*** RECORD EXTRACTS ***
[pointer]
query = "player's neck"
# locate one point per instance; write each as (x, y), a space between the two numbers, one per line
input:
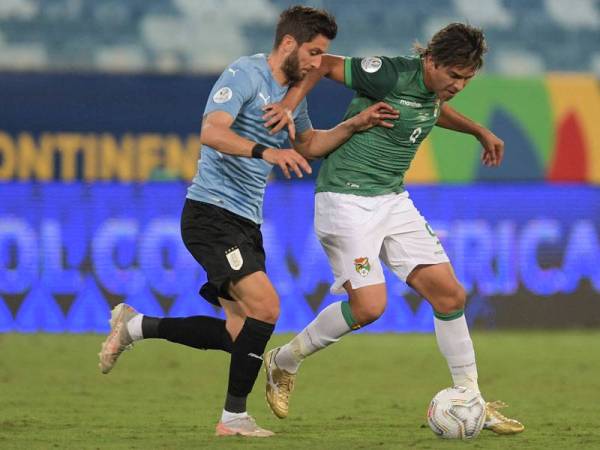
(275, 61)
***
* _HOW TO COMPLETE THIS TASK_: From the first line to the last, set down the records above exactly and skip the pictures.

* _YOUR SOLUTION_:
[pointer]
query = "player's neck"
# locate one point per instance; write each as (x, y), a space between the two numbers, one per line
input:
(275, 61)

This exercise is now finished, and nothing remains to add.